■ Source
begin

MDMD2: 'Twas so sincere ...

Dave Monroe davidmmonroe at hotmail.com
Sat Sep 29 10:24:54 CDT 2001


"Mason in turn confesses to having nearly thrown the Letter away, having 
noted its origin in County Durham, and assumed it to be but more of the free 
provincial advice that it was one of his Tasks to read thro' in the 
Astronomer Royal's behalf, and respond to.  'Yet, 'twas so sincere,-- I 
instantly felt sham'd,-- unworthy,-- that this honest Country soul believ'd 
me wise.-- Ahhrr! bitter Deception....'" (M&D, Ch. 2, p. 13)

>From Steven Shapin, A Social History of Truth: Civility and Science in 
Seventeenth-Century England (Chicago: U of Chicago P, 1994), Ch. 3, "A 
Social History of Truth-Telling," pp. 65-125 ...

"The courtesy literature of sixteenth- and seventeenth-century England 
offered gentlemen rules, recommndations, and repertoires for conducting 
decorous conversation--how to keep conversation going, how to adapt it to 
setting and purpose, how to avoid or manage dissent ...." (p. 114)

"In general, the practice of opposition was recognized as a serious threat 
to the good order of civil conversation." (p. 116)

"Civil conversation demanded that claims be made in the due forms of 
imprecision, presented with modety, argued with circumspection, and 
proferred with due allowance for natural variation in men's wits and 
interets." (p. 118)

"Moreover, it was widely recognized that civil conversation was highly 
vulnerable to forms of discourse which were demanding of technical 
competence or which bore upon men's passions and interests." (p. 118)

"The practice which emerged with the Interregnum work of [Robert] Boyle 
[1627-91] and his Oxford associates, and which was institutionalized at the 
Restoration in the Royal Society of London [1660-present], was strongly 
marked by its rejection of the quest for absolutely certain knowledge, by 
its suspicion of logical methods and demonstrative models for natural 
science, and by its tolerant posture towards the character of truth." (p. 
121)

end

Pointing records
begin

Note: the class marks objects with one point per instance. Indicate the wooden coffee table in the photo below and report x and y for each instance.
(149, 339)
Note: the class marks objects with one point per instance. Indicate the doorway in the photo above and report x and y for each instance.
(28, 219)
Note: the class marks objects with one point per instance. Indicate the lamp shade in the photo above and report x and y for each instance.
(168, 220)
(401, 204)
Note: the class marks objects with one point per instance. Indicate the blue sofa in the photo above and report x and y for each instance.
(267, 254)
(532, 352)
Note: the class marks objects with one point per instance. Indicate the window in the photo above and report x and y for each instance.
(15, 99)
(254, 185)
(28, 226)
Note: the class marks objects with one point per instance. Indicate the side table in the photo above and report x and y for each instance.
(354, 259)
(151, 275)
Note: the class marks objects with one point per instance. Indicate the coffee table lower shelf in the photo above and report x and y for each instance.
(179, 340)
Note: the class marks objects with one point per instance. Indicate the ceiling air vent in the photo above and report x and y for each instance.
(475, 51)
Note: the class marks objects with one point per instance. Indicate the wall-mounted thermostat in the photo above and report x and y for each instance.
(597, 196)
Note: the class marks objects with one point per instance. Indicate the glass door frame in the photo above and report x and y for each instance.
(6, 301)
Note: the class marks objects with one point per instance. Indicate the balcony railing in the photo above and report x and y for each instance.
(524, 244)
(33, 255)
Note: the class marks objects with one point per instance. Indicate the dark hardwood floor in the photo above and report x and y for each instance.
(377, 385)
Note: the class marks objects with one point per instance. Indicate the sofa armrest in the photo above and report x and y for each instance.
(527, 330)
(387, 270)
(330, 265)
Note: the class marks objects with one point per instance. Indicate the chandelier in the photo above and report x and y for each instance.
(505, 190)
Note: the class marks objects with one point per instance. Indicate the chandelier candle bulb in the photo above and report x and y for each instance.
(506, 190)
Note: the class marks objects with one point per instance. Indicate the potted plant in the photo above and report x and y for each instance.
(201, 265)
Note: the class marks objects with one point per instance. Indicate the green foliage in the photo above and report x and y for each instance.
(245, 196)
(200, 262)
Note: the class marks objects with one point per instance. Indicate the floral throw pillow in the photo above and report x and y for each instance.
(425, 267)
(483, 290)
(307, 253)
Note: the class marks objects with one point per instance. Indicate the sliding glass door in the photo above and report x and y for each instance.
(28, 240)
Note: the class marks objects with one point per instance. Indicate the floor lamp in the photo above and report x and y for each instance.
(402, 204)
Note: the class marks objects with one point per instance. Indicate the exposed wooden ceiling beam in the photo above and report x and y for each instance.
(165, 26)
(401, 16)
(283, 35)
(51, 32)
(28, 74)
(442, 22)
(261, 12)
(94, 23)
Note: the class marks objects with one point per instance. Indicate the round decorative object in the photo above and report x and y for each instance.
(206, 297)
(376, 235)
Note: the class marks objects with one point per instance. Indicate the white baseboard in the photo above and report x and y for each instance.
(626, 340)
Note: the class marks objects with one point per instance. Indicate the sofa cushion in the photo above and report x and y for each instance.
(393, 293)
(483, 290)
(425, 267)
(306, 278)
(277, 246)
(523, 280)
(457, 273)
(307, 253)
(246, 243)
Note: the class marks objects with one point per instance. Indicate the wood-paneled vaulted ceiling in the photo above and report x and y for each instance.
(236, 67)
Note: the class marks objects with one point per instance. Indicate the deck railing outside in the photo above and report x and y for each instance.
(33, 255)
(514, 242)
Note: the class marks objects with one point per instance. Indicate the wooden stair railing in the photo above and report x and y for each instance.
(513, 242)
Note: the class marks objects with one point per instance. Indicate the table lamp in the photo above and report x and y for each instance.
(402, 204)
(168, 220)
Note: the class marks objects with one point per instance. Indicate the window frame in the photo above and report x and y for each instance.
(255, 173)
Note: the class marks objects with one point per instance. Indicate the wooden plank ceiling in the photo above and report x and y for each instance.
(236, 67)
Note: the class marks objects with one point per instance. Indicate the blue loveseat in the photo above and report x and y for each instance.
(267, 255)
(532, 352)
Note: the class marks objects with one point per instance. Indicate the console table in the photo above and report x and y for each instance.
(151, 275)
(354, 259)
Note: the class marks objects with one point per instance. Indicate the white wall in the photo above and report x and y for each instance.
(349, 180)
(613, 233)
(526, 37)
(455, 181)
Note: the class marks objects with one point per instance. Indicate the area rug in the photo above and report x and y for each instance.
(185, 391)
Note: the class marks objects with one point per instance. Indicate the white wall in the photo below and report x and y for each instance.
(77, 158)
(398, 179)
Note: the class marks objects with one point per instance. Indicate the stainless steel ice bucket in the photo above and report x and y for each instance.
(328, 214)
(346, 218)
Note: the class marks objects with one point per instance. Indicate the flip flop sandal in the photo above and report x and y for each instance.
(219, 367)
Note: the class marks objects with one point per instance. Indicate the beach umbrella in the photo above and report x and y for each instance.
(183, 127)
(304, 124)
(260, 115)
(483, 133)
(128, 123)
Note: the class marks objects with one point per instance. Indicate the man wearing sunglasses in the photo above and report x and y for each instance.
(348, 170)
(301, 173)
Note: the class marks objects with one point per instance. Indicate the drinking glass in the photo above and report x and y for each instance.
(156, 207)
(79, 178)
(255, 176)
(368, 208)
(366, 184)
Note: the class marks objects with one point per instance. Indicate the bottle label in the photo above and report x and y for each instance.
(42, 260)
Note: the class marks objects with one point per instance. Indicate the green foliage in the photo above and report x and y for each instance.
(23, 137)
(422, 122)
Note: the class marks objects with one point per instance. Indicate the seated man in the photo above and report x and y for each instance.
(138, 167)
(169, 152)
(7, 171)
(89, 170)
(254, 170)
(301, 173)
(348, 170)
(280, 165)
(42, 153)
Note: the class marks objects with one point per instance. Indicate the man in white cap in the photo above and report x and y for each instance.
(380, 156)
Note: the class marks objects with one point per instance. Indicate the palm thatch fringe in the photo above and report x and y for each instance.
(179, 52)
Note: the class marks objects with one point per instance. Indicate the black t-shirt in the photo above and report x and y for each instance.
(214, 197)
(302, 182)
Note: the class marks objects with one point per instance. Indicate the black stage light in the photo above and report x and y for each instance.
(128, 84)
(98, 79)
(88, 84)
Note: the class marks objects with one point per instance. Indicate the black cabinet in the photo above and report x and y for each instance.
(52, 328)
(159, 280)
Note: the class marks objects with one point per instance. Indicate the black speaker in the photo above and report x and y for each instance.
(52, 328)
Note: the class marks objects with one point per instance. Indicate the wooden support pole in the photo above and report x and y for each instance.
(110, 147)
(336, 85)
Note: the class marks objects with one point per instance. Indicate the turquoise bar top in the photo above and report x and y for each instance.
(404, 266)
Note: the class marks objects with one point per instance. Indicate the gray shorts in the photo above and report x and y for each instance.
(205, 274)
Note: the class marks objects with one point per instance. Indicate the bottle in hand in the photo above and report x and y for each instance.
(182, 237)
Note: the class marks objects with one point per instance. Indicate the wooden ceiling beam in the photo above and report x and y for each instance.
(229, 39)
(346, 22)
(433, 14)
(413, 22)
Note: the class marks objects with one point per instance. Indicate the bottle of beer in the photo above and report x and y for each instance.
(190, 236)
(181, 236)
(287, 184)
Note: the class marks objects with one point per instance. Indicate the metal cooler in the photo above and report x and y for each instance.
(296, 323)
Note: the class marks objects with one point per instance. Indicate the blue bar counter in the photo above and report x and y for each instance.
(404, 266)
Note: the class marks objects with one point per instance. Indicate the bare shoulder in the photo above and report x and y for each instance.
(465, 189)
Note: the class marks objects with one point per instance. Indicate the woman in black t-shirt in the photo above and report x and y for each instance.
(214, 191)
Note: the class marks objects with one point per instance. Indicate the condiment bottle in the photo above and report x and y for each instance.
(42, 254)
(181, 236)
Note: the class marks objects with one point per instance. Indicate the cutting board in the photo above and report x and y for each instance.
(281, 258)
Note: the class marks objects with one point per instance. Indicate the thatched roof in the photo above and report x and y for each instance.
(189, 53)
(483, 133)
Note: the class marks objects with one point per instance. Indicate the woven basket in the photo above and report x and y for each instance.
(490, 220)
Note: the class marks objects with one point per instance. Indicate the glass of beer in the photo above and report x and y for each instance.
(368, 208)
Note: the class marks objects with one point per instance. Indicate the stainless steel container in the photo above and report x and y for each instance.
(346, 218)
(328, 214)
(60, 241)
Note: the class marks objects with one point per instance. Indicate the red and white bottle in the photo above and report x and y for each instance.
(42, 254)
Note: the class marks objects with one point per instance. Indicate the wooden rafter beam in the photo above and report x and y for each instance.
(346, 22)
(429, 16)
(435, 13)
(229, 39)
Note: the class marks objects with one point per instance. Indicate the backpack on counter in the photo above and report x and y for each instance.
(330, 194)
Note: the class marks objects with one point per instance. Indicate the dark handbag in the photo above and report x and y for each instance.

end

■ What you will do
Summarize the post above in two sentences.

■ Correct response
The post quotes a passage from Chapter 2 of M&D in which Mason confesses he nearly threw away a letter from County Durham, assuming it was more free provincial advice, but then felt ashamed at its sincerity. It then quotes Steven Shapin's A Social History of Truth, which says that English courtesy literature of the sixteenth and seventeenth centuries gave gentlemen rules for decorous conversation and that opposition was seen as a serious threat to civil conversation, and that the practice of Boyle and the Royal Society rejected the quest for absolutely certain knowledge.